§ **ACTIVITY**
Every line from the one containing "Find the warning" through the last line below should be reproduced exactly; please include nothing else.

• • •

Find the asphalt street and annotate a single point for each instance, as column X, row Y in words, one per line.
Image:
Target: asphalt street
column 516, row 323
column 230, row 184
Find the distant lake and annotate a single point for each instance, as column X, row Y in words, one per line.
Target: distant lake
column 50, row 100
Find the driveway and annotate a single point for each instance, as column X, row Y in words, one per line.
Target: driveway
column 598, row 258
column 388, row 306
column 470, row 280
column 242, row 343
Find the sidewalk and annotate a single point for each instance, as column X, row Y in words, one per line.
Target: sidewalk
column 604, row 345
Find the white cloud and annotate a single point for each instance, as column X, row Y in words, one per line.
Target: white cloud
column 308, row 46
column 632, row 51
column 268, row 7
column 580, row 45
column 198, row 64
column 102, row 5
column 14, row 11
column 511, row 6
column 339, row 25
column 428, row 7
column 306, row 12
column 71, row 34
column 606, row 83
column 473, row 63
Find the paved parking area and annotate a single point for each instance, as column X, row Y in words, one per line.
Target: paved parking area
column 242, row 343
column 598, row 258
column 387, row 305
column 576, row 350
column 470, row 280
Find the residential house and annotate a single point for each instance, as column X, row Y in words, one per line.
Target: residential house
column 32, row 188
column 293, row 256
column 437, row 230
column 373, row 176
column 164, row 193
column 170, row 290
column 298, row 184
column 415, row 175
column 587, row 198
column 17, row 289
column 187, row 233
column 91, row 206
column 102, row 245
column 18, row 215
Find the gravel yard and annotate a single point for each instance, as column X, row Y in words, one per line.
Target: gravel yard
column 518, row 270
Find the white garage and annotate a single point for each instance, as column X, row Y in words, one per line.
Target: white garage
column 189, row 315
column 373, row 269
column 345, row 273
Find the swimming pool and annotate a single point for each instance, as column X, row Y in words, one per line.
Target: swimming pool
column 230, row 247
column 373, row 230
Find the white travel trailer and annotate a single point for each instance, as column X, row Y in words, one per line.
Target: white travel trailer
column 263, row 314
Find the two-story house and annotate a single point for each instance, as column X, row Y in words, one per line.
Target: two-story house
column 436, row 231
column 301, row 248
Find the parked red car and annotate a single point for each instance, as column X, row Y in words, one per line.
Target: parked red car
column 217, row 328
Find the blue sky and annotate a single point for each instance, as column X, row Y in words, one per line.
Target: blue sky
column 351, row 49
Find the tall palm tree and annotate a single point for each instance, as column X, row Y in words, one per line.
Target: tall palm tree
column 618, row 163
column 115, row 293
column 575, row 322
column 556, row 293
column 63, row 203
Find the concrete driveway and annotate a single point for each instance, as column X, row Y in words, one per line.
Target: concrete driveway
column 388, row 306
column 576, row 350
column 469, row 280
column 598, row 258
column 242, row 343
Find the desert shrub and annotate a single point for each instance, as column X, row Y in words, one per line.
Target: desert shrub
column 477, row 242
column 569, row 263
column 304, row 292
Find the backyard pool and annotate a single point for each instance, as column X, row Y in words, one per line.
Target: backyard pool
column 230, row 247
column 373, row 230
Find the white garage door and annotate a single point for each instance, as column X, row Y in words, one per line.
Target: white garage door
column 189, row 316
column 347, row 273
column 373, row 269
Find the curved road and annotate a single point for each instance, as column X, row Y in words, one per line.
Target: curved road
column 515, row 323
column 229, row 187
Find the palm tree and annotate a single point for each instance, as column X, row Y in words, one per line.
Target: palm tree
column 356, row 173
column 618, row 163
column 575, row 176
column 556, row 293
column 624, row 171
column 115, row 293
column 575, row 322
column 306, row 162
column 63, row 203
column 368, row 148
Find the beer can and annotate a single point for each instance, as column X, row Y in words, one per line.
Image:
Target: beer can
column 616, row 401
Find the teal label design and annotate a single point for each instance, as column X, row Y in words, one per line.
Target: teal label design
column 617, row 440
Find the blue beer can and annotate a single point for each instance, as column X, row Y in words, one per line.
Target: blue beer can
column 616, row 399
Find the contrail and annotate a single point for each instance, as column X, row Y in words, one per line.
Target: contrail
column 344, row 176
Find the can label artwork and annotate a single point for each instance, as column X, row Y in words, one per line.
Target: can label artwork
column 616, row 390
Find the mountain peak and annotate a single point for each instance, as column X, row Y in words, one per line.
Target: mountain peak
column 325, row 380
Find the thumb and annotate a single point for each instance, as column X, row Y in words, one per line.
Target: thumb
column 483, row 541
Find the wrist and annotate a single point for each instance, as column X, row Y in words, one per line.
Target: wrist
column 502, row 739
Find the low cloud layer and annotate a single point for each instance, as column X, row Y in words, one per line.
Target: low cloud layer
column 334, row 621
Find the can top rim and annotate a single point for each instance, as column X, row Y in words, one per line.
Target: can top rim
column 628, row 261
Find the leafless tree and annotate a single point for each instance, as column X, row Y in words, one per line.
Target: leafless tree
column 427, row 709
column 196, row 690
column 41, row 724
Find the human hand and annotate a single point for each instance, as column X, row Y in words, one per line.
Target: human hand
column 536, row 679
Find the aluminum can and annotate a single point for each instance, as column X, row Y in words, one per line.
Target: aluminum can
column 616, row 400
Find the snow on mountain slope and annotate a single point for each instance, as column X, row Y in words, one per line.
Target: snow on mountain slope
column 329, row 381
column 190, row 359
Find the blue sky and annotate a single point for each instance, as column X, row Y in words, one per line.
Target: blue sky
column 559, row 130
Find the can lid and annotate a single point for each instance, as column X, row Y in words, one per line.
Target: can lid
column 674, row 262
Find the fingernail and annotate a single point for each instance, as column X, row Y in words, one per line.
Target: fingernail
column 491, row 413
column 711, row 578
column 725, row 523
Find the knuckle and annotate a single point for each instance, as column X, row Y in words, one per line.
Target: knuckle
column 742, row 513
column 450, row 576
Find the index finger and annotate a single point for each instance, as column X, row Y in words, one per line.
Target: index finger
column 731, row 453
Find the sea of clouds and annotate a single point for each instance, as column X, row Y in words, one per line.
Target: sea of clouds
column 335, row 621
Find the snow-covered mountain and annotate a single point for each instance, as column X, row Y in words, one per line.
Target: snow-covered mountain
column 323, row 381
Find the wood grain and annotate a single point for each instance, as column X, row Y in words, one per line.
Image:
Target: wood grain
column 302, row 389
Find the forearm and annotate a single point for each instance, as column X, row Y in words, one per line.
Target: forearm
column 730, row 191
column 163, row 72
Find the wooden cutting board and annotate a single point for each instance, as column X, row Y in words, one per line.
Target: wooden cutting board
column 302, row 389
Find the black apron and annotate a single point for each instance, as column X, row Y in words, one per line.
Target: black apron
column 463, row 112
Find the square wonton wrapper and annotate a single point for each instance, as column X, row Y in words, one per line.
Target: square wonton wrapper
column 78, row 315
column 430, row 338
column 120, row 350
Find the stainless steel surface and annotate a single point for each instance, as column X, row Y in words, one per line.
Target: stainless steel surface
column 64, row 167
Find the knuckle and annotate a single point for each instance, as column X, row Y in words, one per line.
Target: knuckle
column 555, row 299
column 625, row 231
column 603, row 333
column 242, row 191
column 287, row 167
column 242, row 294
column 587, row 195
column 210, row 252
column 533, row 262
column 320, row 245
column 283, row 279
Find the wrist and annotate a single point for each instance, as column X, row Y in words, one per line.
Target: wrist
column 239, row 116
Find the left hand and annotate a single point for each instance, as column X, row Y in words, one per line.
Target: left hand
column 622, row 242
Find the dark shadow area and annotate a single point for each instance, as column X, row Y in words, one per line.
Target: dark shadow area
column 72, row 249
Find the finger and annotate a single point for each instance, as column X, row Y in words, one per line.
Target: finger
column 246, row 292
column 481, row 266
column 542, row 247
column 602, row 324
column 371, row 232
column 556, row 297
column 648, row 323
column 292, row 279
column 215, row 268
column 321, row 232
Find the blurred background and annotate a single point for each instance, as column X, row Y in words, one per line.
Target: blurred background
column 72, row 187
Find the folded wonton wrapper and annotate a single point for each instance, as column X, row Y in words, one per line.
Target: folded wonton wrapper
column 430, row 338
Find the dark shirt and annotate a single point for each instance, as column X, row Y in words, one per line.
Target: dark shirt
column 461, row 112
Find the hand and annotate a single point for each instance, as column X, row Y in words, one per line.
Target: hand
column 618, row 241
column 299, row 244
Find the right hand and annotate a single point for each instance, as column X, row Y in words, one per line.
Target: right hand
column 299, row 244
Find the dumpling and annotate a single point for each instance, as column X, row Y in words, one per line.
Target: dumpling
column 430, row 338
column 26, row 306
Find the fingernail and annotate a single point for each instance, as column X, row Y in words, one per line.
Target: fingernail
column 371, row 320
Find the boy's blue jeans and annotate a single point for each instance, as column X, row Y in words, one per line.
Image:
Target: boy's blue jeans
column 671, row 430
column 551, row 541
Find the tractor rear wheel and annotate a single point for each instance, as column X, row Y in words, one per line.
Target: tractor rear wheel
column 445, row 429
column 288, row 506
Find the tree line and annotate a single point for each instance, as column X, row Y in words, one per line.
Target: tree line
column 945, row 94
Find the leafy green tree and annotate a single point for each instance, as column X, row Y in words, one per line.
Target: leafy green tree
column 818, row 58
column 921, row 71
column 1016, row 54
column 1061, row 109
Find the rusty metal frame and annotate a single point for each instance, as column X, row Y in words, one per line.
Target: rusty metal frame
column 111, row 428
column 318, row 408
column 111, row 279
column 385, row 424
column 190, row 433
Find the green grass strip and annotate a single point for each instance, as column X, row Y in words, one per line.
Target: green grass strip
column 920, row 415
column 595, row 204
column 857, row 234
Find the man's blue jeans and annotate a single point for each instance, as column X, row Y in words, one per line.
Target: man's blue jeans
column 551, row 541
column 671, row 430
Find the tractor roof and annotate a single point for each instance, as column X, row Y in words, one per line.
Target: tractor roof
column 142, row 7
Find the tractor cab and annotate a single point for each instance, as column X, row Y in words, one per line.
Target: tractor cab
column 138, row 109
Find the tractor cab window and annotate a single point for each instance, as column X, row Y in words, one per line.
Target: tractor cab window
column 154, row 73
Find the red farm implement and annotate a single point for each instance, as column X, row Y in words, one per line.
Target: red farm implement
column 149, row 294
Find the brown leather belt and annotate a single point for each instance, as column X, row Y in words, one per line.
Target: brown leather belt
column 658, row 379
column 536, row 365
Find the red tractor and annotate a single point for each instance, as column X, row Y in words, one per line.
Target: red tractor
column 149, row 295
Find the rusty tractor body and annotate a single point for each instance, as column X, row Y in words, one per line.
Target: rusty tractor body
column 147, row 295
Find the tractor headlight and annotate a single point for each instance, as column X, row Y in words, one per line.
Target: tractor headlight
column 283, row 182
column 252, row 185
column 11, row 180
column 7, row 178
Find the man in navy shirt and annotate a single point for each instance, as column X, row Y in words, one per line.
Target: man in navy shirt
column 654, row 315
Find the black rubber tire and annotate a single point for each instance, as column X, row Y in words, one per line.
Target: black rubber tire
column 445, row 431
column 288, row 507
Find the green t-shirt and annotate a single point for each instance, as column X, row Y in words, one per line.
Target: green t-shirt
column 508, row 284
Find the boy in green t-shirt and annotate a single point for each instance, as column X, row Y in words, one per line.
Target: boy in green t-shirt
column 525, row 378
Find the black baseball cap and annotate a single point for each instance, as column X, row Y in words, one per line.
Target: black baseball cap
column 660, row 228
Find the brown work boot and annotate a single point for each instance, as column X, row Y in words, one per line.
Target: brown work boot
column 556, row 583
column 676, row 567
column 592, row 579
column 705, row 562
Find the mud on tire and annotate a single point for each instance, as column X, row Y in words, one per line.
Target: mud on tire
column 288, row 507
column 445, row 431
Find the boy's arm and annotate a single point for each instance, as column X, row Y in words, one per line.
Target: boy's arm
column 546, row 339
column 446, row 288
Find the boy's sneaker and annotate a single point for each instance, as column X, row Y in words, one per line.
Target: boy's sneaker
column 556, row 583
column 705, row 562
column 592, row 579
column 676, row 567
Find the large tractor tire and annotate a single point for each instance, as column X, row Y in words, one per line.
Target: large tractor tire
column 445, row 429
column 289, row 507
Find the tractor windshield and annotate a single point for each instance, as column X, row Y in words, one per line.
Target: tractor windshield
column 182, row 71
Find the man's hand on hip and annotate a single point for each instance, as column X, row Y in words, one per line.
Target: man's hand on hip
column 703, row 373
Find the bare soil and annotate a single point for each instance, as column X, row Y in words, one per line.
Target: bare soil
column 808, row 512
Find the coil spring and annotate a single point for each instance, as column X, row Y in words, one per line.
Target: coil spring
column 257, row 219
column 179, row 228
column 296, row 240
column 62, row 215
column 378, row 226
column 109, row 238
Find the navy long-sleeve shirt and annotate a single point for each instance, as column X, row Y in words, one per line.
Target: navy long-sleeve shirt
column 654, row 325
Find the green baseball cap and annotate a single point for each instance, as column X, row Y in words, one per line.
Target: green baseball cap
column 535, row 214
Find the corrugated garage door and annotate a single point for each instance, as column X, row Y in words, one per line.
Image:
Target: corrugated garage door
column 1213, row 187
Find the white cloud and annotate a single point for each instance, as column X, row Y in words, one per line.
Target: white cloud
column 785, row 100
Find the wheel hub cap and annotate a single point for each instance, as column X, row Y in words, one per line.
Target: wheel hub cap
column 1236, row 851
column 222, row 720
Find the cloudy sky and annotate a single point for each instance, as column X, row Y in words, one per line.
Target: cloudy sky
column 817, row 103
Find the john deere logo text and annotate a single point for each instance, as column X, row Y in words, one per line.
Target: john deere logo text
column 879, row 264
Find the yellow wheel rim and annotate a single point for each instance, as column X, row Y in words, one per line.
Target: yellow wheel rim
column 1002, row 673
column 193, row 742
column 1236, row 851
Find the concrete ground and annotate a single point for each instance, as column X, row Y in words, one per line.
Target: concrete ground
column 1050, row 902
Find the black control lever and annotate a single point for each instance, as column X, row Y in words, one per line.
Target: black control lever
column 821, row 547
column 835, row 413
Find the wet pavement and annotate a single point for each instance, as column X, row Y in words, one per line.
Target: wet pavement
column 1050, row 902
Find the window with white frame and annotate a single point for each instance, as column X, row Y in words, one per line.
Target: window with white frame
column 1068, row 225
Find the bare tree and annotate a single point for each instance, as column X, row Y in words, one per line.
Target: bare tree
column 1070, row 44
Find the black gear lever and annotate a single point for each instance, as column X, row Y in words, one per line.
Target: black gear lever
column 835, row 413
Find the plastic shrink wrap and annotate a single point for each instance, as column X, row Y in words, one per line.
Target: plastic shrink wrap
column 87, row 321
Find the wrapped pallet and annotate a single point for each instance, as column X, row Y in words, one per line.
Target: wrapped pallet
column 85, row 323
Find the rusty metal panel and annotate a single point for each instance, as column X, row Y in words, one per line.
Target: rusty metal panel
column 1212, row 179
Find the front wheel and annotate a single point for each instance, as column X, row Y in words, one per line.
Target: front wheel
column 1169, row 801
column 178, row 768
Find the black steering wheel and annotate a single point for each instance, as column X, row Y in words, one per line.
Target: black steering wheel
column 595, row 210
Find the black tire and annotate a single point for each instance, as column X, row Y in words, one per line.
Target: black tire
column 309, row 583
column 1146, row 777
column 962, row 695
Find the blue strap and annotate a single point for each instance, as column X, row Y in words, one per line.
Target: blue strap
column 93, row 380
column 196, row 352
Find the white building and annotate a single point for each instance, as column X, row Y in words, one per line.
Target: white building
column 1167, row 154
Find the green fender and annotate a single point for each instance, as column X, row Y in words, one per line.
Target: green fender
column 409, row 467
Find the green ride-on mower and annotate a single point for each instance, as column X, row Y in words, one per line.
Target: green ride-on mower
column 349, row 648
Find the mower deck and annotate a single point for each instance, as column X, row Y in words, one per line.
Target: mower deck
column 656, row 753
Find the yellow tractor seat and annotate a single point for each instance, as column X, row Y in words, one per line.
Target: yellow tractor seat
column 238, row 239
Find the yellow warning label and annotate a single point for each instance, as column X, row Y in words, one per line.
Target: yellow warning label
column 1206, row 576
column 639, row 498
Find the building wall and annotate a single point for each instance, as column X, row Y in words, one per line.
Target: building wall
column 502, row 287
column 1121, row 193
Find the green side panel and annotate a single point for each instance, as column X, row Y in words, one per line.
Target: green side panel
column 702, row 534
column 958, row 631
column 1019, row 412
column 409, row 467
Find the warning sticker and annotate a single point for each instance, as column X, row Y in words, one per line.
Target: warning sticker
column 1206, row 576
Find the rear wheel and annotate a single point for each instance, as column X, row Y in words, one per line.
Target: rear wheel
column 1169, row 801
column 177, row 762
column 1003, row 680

• • •

§ **TASK OUTPUT**
Find the warning sticker and annotate a single point for each instance, as column X, row Y in words, one per line.
Target: warning sticker
column 1206, row 576
Find the rear wheel and annotate a single point for each instance, as column X, row Y in words, one per line.
Target: rear wheel
column 1169, row 801
column 177, row 762
column 1003, row 680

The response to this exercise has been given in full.